───── Available data ─────

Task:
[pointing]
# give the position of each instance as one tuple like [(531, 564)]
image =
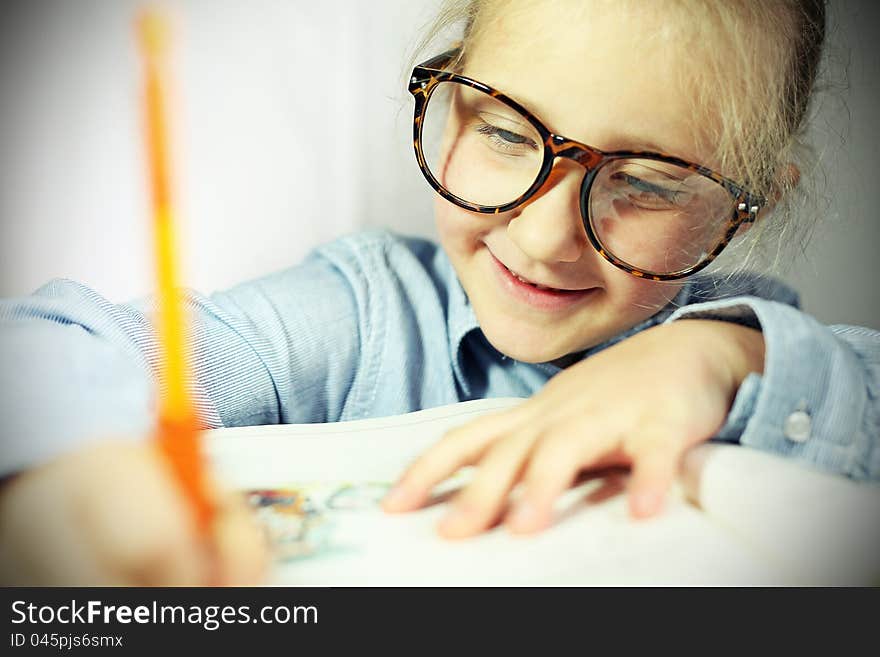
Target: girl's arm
[(818, 398), (75, 367)]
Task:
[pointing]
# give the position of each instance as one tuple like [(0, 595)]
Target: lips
[(541, 297), (539, 286)]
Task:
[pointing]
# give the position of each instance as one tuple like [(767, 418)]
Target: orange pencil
[(178, 432)]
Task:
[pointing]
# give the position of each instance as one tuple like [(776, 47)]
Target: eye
[(648, 194), (507, 141)]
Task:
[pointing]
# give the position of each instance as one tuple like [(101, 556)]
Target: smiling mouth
[(539, 286)]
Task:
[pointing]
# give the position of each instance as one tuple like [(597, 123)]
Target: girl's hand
[(111, 514), (641, 403)]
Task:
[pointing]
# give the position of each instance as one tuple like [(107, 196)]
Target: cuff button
[(797, 425)]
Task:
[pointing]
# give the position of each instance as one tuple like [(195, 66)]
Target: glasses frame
[(424, 81)]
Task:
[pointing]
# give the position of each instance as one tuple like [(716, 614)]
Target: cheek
[(460, 231), (636, 298)]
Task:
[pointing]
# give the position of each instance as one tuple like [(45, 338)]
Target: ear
[(787, 180)]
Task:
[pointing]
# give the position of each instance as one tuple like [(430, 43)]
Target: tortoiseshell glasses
[(653, 215)]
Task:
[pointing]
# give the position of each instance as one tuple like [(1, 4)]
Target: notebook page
[(594, 543), (821, 529)]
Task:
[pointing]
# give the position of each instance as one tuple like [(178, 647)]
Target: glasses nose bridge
[(586, 156)]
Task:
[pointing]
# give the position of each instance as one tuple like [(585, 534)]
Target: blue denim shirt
[(376, 324)]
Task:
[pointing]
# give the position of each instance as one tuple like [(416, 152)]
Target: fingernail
[(397, 496)]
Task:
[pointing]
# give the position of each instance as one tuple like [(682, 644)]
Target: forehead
[(614, 75)]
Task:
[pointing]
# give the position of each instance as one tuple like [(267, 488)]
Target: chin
[(525, 345)]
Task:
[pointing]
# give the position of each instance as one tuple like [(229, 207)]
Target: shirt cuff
[(811, 402)]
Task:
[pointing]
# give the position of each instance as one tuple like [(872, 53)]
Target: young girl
[(590, 160)]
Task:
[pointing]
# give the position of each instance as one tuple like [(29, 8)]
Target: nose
[(549, 227)]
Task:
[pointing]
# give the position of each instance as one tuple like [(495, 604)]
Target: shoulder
[(712, 287), (381, 256)]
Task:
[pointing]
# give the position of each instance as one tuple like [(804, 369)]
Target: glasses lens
[(478, 148), (656, 216)]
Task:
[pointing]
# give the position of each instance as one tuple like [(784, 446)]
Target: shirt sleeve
[(75, 367), (818, 399)]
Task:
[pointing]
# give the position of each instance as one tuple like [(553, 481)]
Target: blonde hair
[(761, 110)]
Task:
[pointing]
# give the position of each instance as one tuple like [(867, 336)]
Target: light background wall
[(292, 127)]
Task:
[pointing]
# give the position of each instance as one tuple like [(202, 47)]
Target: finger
[(144, 529), (241, 553), (460, 447), (555, 463), (481, 502), (655, 466)]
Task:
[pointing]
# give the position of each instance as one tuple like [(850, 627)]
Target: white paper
[(739, 538)]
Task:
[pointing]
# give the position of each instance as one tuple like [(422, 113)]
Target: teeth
[(535, 285)]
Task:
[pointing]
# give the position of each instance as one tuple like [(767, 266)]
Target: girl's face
[(607, 77)]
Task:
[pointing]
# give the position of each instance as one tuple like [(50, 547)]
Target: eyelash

─────

» **The problem**: Each line from the one containing "like [(872, 53)]" to the end of the entries above should be copied exactly, and no other line.

» **Written response**:
# give the position of each instance as one tuple like [(872, 53)]
Target: young girl
[(590, 160)]
Task:
[pointing]
# give the position of each instance as one tuple like [(29, 8)]
Target: nose
[(549, 227)]
Task:
[pointing]
# give the position of each instance as one tuple like [(495, 604)]
Target: shoulder
[(712, 287), (381, 256)]
Task:
[pointing]
# give the position of each instance as one tuple like [(804, 369)]
Target: glasses lens
[(478, 148), (656, 216)]
Task:
[pointing]
# give the position of each instance as one tuple like [(784, 446)]
Target: shirt sleeve
[(75, 367), (818, 399)]
Task:
[pointing]
# give the position of each instance as one tuple like [(553, 481)]
Target: blonde hair
[(761, 110)]
Task:
[pointing]
# give the position of each instance as one tuple like [(867, 336)]
Target: light background wall
[(292, 127)]
Task:
[pointing]
# give the position of each instance as one tuple like [(202, 47)]
Target: finger
[(144, 529), (241, 553), (460, 447), (555, 463), (481, 502), (655, 466)]
Task:
[pointing]
# give the position of each instance as one tuple like [(850, 627)]
Target: white paper
[(739, 538)]
Task:
[pointing]
# give the position of each instance as one tuple like [(422, 113)]
Target: teeth
[(535, 285)]
Task:
[pointing]
# give the position of each instance as one tuple like [(767, 266)]
Target: girl's face
[(607, 77)]
Task:
[pointing]
# give the position of each instance as one tuple like [(50, 547)]
Target: eyelash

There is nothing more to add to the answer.